- Task brief: Duplicate the entries below word for word, starting with the line that contains "Q: Point to the tall" and going on through the line that contains "x=315, y=64", and copy only those lines.

- Materials provided:
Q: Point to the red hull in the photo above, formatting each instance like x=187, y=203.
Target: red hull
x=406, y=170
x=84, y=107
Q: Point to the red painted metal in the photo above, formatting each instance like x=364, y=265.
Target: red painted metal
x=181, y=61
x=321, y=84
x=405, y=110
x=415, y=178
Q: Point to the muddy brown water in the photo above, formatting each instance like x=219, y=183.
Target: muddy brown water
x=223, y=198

...

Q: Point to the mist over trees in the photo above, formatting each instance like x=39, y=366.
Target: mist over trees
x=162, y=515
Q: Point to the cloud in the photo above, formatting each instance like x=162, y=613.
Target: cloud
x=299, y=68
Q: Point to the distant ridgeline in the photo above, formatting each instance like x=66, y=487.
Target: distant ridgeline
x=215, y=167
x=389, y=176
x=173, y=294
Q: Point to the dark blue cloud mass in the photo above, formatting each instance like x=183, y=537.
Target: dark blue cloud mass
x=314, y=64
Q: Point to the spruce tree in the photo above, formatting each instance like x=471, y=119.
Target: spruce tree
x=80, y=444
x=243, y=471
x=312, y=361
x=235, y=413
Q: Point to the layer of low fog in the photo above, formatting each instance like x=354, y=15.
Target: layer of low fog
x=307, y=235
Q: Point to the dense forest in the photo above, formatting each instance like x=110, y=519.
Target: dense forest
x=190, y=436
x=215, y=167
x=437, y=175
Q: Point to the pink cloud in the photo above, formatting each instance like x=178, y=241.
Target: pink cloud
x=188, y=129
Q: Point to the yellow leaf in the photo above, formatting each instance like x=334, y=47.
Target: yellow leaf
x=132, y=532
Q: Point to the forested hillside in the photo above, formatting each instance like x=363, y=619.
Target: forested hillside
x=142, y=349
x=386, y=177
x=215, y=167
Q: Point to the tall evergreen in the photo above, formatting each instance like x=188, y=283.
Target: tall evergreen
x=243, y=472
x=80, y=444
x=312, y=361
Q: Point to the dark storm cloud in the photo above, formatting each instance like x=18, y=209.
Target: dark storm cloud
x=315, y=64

- Problem solution:
Q: Point to the tall evergreen in the photo above, formatting each instance like x=188, y=283.
Target: tall evergreen
x=243, y=472
x=80, y=444
x=312, y=361
Q: Point to the dark storm cloud in the photo above, formatting each instance like x=18, y=209.
Target: dark storm cloud
x=315, y=64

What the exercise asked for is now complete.